WORK INSTRUCTIONS:
From the records below, keep only the lines that contain the string "this", and copy each of them out. Treat uppercase and lowercase as different.

MATERIAL:
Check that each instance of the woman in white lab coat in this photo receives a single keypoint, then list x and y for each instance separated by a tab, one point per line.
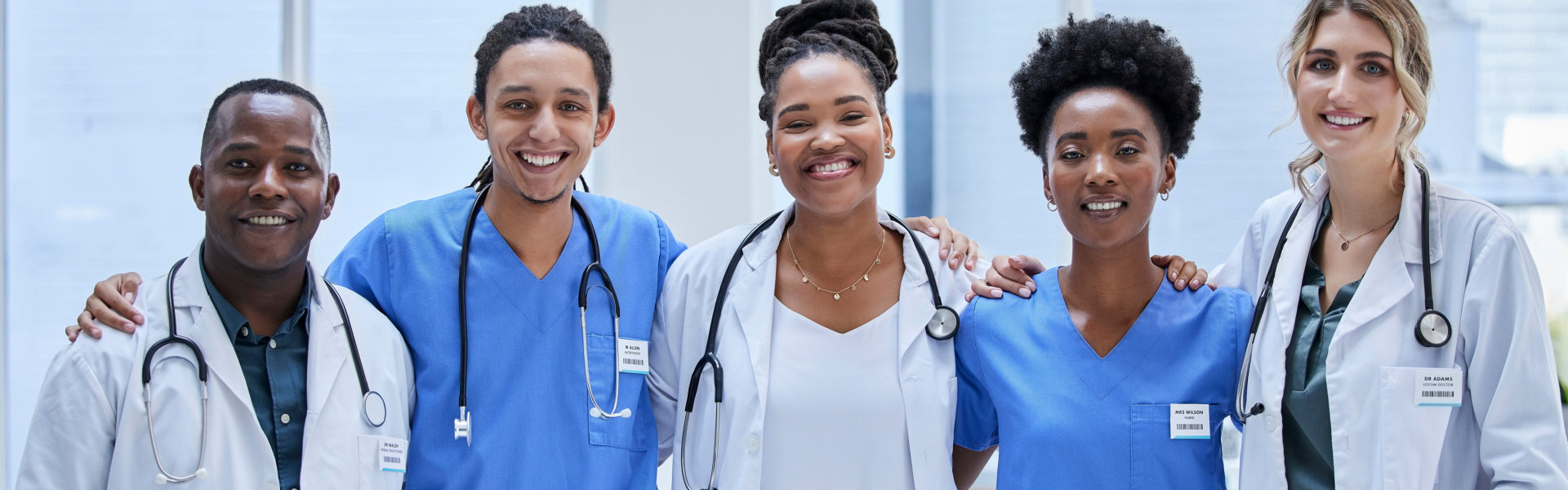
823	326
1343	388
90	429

* * *

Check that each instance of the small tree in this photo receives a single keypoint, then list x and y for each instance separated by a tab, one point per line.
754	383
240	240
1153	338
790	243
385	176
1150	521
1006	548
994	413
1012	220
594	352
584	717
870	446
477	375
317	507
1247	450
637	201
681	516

RESPONSE BELOW:
Check that each instance of the woman in white lab coat in this photo receives a single keypoint, then list x and y for each instance separated by a tab, one point per line.
Check that each instance of the small tree in this photo receives a single keypoint, then list x and y for each instance separated by a tab, one point per line.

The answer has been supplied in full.